BEGIN Excerpted passage

The greatest gifts in my life have come in the form of breast cancer, foreclosure, my drug and sex addicted father, who passed away when I was ten years old, my ex-husband, my children, Jake and Jonah, and their sister, Sydnee, who died two days shy of her due date.
One might ask how losing a father at a young age, getting divorced, losing a child or having cancer could possibly be considered gifts. There is no doubt that these were very challenging times in my life, but once the dust settled, and maybe even during some of the later experiences, I was able to see the gift in each and every experience in my life.
Within each of our not-so-normal lives, we are faced with challenges along the way, nobody is exempt. These challenges show up for us to help us grow. Each and every one of those experiences leaves us with a “gift”. The catch is, we don’t actually get the gift until we are aware it’s there for us. Imagine a beautifully wrapped present hiding way up high in the closet, but you don’t know it exists. It only becomes exciting when you know it’s there and you have the chance to tear it open. The good news is it’s never too late to find them, we just need to open our minds to another way of seeing things.
My hope is that through this series of dysfunctional, crazy, funny, challenging and sometimes embarrassing glances into my life, you will learn to spot the silver linings in your life, unveiling these precious gems that have the power to bring you freedom and peace of mind.
I’m going to tell you some very personal details about my life and you will likely have thoughts of judgment, maybe anger at some point, but don’t stress out, just breathe. I forgive you. Xo
A Mama’s Gotta take a Breath…
Becoming a mom is unquestionably the best decision I’ve ever made. I know, with certainty, that I was meant to be a mom. In fact, sometimes my teenagers still tease me, asking me if I want to put sunscreen on them and bubble wrap around them before they leave the house. I may be a little overprotective, but I love the “cubs”, as I call them, more than I could ever imagine loving anybody, so sometimes I overdo it. Having said all that, parenting is the hardest thing I’ve ever committed to doing.

END Excerpted passage

Extend the essay about finding gifts in life's hardships, starting right after its final sentence about parenting being the hardest commitment. The lines that come after this essay are separate material with no connection to it.

BEGIN Dataset content

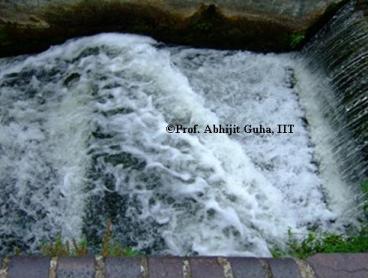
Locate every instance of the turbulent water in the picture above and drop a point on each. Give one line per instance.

END Dataset content

◆ **Task result**:
When you’re thinking about having kids nobody tells you just exactly what’s involved, and even if they did you wouldn’t listen. Before you have kids, you think “that looks easy, why don’t they just make that screaming kid be quiet. I would never let my child get away with that.” It isn’t until you’re in the thick of it, and you’ve survived night after night with just two hours of sleep, and somehow you are still madly in love with that little punk who caused all those sleepless nights, that you know you were meant to be a parent.
There’s no question parenting is challenging. Today, for example, I planned to write, and I had a video conference call scheduled. My whole day was planned out and I was motivated! And then, it dawned on me that it was a half day at school and the kids would be home at 12:00. So I rescheduled my conference call to an earlier time. And then, my son decided he wasn’t feeling well and wanted to stay home from school. So he stayed home and promised to stay in his room during my conference call. The conference call came in 45 minutes early, and my son came out of his room in his underwear, and the person on the other end of the video asked about the kid in his underwear. He went to the kitchen to make something to eat and the noise made it hard to concentrate for both me and the person on the other end of the call that I had been waiting for all week. He eventually went back into his bedroom, and my other son rang the buzzer, he was home from school! Shortly after, my nephew came over. Let’s just say, it wasn’t the quiet, productive day I had envisioned.
So what’s a girl to do when things don’t go exactly as planned; breathe, of course. While all of this was going on, I have to admit, I did more yelling then breathing. But the kids went out for a little while and it gave me time to meditate. By the time they got home I was sane again and we had a nice peaceful night. Had I not taken the time to breathe, I may have still been frustrated when they got home, and the night may have gone a very differently, but I don’t like to waste precious time being angry with the people I love.
I was reminded today that if I had taken the time to ‘just breathe’ while all of this was going on, I would have had a second to remember that everything happens exactly as it’s supposed to. My perspective would have shifted right away, and my meeting would have gone better because I would have been more present.
Kids are our best teachers; they are our mirrors, showing us exactly what we need to see in ourselves. By being noisy, my kids showed me that I am paying too much attention to the noise in my head. By being disruptive, they were showing me that I have been procrastinating and letting things get in the way of the plans I have for myself. By getting in my space, they showed me that I have to tighten up my boundaries.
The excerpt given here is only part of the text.